* start SELECTED EXTRACT *
I was doing some complexity theory exercices and I came over this one:

$AlwaysHalt = \{R(M) | M$ halts with all $x \in \{0,1\}^*\}$

Is $AlwaysHalt$ recursively enumerable?

I would say YES and construct the following TM that accepts this language:

Enumerate all $x \in \{0,1\}^*$ starting with length 1 and then increasing the length in every iteration and try the current $x$ with our TM $M$. We only care about those machines $M$ that halt with all words (we do not care if we do not halt, it would only mean that $R(M)$ is not in our language) so each $x$ will halt eventually. There is only countably many words $x \in \{0,1\}$ so we can do that.

However, I am not sure if this is a correct proof? Can I enumerate all words from and infinite (but countable) language to show that a TM behaves in some way on every single one of them?

#### Answered By : Ran G.

Consider the language $ALL_{TM}$ (sometimes also called $L_{\Sigma^*}$) $$ALL_{TM}=\{\langle M \rangle: M \text{ is a TM and } L(M)=\Sigma^*\}$$

It is well known that $ALL_{TM}$ is not RE (nor co-RE). See, e.g., this question (and search for other related questions on this site).

From this fact, it is easy to see that AlwaysHalt cannot be RE: a reduction $$ALL_{TM} \le AlwaysHalt$$ is rather trivial.
* end SELECTED EXTRACT *
* start DATA EXTRACT *
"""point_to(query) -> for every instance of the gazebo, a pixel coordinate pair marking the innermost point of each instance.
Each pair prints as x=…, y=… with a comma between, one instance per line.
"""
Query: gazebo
* end DATA EXTRACT *
**COMPLETE THE FOLLOWING**
a) In the thread, what answer does the original poster first give to whether AlwaysHalt is recursively enumerable?
b) Reproduce the part of the thread that begins at the words "I was doing" and stops after "can do that.".

**PER-TASK OUTPUTS**
a) The poster would say yes.

b)
I was doing some complexity theory exercices and I came over this one:

$AlwaysHalt = \{R(M) | M$ halts with all $x \in \{0,1\}^*\}$

Is $AlwaysHalt$ recursively enumerable?

I would say YES and construct the following TM that accepts this language:

Enumerate all $x \in \{0,1\}^*$ starting with length 1 and then increasing the length in every iteration and try the current $x$ with our TM $M$. We only care about those machines $M$ that halt with all words (we do not care if we do not halt, it would only mean that $R(M)$ is not in our language) so each $x$ will halt eventually. There is only countably many words $x \in \{0,1\}$ so we can do that.